▶

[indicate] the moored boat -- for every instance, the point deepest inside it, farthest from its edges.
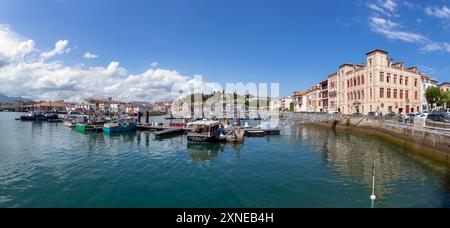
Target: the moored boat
(122, 126)
(83, 127)
(35, 116)
(204, 131)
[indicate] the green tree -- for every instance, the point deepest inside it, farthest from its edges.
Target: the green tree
(433, 95)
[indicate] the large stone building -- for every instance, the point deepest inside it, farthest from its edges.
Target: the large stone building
(427, 82)
(313, 98)
(332, 92)
(380, 86)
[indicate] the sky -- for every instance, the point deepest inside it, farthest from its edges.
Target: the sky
(144, 50)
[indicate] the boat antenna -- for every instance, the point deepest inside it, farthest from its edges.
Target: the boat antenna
(373, 197)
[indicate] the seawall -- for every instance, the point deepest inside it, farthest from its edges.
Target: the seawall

◀

» STATED EXERCISE: Keep the pictures out of your copy, and repeat every entry above exactly.

» REPLY:
[indicate] the moored boat -- for every instance, the point deepest inside it, farthest from its edges.
Target: the moored boat
(122, 126)
(83, 127)
(35, 116)
(204, 131)
[indicate] the green tree -- for every instance, the point deepest inside it, farthest from its edges.
Target: the green tree
(433, 95)
[indicate] the large stone building -- for every instance, the point deepest inside it, farthest from its edges.
Target: the large stone building
(427, 82)
(313, 98)
(332, 92)
(380, 86)
[indicate] the sky -- for every instance, the point deepest inside it, farthest from its edges.
Target: the sky
(144, 50)
[indicate] the boat antenna -- for every instance, the point deepest inside it, farthest from its edges.
Target: the boat antenna
(373, 197)
[indicate] the seawall -- for every instance, the point deepest inside it, farthest from its edges.
Target: the seawall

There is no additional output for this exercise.